[Start of INPUT DATA]
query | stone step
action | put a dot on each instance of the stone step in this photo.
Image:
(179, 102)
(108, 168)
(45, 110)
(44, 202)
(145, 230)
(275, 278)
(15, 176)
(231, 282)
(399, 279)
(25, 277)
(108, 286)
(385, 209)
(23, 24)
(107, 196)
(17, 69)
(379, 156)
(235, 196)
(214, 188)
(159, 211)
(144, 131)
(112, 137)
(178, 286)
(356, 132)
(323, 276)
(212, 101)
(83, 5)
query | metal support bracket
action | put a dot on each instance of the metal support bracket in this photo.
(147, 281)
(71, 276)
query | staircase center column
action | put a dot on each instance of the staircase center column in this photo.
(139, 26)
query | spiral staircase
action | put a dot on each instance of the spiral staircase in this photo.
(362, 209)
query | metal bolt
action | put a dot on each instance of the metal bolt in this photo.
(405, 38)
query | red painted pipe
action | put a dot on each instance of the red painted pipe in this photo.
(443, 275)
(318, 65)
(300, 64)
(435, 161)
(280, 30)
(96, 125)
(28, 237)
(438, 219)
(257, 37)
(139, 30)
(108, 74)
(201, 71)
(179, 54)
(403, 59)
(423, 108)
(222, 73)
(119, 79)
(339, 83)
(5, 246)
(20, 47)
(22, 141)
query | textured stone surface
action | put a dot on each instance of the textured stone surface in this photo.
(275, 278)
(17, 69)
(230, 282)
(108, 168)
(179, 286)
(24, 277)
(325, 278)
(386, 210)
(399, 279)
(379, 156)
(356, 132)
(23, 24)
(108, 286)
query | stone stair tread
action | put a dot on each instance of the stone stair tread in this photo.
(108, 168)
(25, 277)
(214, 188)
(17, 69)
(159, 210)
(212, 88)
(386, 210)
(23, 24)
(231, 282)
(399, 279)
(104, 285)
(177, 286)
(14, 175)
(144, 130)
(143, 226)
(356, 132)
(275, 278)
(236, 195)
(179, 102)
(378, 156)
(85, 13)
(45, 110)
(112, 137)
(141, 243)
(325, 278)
[End of INPUT DATA]
_DO THIS_
Transcribe the entire listing above, line by line, without changing a single character.

_ANSWER TO THIS PROBLEM_
query | stone step
action | put a dot on each instance of the stone step in this photo.
Image:
(179, 102)
(108, 168)
(45, 110)
(44, 202)
(145, 230)
(275, 278)
(15, 176)
(231, 282)
(399, 279)
(25, 277)
(108, 286)
(385, 209)
(23, 24)
(107, 196)
(17, 69)
(379, 156)
(235, 196)
(214, 188)
(159, 211)
(144, 131)
(112, 137)
(178, 286)
(356, 132)
(323, 276)
(212, 101)
(83, 5)
query | metal support bracket
action | put a dot on each instance of the metal support bracket in this photo.
(147, 281)
(71, 276)
query | staircase center column
action | put a dot on each instance of the staircase center column in this photo.
(139, 26)
query | spiral staircase
action | put a dot on each instance of the spiral staircase in this photo.
(362, 209)
query | metal bolt
action | put a dot on each instance of the metal bolt in this photo.
(405, 38)
query | red painted pipe
action | put a dot on each instance of the red painted pipe in this photo.
(443, 275)
(318, 65)
(300, 64)
(435, 161)
(280, 30)
(96, 125)
(28, 237)
(438, 219)
(257, 37)
(139, 30)
(108, 74)
(201, 71)
(179, 54)
(403, 59)
(423, 108)
(222, 73)
(119, 79)
(339, 83)
(5, 246)
(20, 47)
(22, 141)
query | textured stone surface
action | put a dot on each instance of the textured stone surface in this photo.
(275, 278)
(17, 69)
(230, 282)
(108, 168)
(179, 286)
(24, 277)
(325, 278)
(386, 210)
(399, 279)
(379, 156)
(356, 132)
(23, 24)
(108, 286)
query | stone stair tread
action | put a dot on each instance of the stone stair tread in this photo.
(108, 168)
(25, 277)
(214, 188)
(17, 69)
(159, 210)
(212, 88)
(386, 210)
(23, 24)
(231, 282)
(399, 279)
(104, 285)
(177, 286)
(14, 175)
(144, 130)
(143, 226)
(356, 132)
(275, 278)
(236, 195)
(179, 102)
(378, 156)
(85, 13)
(45, 110)
(112, 137)
(141, 243)
(325, 278)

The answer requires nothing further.